-- begin Listing --
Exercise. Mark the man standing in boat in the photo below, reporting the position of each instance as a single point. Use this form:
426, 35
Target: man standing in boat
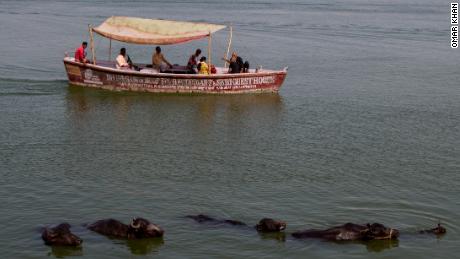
236, 64
192, 64
122, 63
158, 59
80, 55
-- end Listing --
## Task brief
Copy the records above word for word, leaving out the pictures.

## Answer to this task
Exercise. Mark the man standing in boat in the photo below, reporting the position of each instance as a single point. Use this form:
426, 35
Target: man standing in boat
236, 64
192, 64
122, 63
158, 59
80, 55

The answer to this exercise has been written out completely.